Text passage -
The Friday Informer: Exit Strategy

The Friday Informer: Exit Strategy

The Titanic may be sinking, but this is the best part of the movie.

Written By

Molly Sheridan

Photo of the Week:
They’re Calling It the Montreal Maneuver


Nagano gets serious(ly aggressive) about snagging new season subscribers.

The nation’s critics have been lamenting the slow bleed out of the music industry for some time now, but last week it really felt like someone in upper management had finally gotten around to reading those self-penned obituaries, and that it had given them cost-cutting ideas. This is a fatally flawed strategy, as far as I am concerned, because the industry is doing the funniest things these days, and such tragic tales are what sell papers. At least Pierre is back on the raft.

Other ideas for critical alternatives to print may be found, it has been suggested, on—gasp!—the internet. To be clear, we’re talking about real journalists and not those trendy bloggers who go the distance with passion and knowledge…for 27 hours…straight…and take their own photographs…for free.

Dataset -
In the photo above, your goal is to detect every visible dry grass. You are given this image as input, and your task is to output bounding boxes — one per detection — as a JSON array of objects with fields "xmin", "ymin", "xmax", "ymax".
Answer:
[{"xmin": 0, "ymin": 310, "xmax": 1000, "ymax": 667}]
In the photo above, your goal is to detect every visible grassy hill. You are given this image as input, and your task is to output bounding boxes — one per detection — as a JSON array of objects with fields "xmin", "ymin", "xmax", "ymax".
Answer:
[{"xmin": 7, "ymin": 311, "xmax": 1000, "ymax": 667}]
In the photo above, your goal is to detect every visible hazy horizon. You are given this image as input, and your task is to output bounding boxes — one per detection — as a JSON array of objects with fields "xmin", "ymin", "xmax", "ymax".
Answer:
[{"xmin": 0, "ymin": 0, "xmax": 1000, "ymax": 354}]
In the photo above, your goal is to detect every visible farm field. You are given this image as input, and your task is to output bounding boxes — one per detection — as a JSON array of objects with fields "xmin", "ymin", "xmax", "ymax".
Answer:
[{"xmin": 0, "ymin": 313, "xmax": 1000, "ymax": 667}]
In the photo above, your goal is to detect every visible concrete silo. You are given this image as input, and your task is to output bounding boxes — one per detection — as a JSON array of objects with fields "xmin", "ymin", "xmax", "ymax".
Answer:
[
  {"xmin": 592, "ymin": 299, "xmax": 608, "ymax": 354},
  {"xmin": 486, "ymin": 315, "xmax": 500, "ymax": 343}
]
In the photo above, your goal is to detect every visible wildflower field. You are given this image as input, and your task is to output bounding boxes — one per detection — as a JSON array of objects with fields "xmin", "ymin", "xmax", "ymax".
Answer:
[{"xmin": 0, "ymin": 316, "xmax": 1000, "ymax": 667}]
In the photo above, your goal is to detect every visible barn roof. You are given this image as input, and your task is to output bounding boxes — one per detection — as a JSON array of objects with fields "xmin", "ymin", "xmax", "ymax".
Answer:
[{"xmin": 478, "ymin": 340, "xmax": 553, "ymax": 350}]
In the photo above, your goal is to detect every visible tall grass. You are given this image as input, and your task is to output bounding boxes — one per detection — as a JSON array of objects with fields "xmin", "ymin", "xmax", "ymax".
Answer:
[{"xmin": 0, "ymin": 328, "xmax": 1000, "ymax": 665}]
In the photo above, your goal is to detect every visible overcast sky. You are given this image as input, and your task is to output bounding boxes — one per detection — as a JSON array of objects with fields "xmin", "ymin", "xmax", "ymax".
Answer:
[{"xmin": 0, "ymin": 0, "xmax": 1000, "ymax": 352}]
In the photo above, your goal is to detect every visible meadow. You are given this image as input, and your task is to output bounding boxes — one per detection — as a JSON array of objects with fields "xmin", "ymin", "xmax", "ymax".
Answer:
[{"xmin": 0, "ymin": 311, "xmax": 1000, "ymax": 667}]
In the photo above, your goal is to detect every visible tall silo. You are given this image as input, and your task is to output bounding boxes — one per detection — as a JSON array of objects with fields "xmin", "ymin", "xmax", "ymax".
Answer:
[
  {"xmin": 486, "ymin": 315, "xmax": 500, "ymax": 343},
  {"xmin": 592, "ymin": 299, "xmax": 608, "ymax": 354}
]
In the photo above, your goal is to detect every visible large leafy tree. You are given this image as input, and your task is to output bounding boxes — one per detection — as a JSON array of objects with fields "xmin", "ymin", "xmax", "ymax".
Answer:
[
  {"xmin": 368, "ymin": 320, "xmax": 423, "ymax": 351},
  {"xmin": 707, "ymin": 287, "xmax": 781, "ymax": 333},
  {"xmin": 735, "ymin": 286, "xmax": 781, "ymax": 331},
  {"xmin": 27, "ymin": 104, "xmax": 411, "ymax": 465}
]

Requirement - Write the next part of the Friday Informer column on the music industry and its critics, starting right after its last sentence. The data plays no part in what follows.

Task response -
Now, critics go to more concerts than your average human and sometimes they find themselves transformed into something of a Jane Goodall of the concert hall, observing the behavior patterns of the native audience. They might applaud the gathered masses for their patient endurance of performances that leave professional concertgoers eyeing the exits. Sometimes they’re admittedly surprised by the crowd’s sophistication. And sometimes, they just feel like shaking someone.

While we’ve been afraid to take our eyes off our favorite critics for fear they might disappear altogether, some other long-given-up-for-dead materials have resurfaced. Still no word on Morty’s 8-tracks, but this was the important part.

And no matter how dark things get, new music is apparently quite safe in Cuba (bottom of post).